> DIRECTIVE:
Format the lines below as a JSON list of strings, one string per line, skipping any blank lines. Leave the pictures out of the answer.

----

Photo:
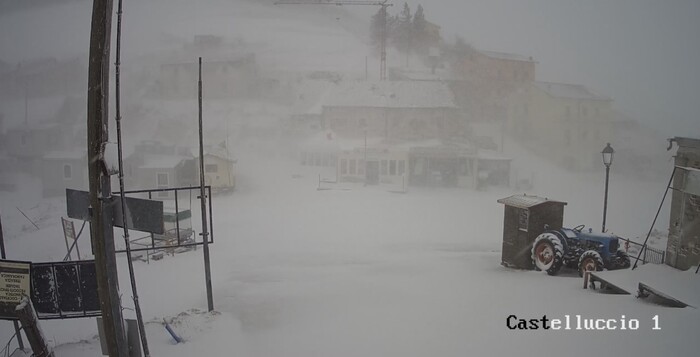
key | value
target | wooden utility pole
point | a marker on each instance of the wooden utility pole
(101, 205)
(203, 197)
(20, 343)
(30, 323)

----

> FINISHED EXERCISE:
[
  "Photo:",
  "key | value",
  "target | wooden utility pole",
  "point | a marker on each instance of the wooden utility pole",
  "(101, 205)",
  "(203, 197)",
  "(20, 343)",
  "(30, 323)"
]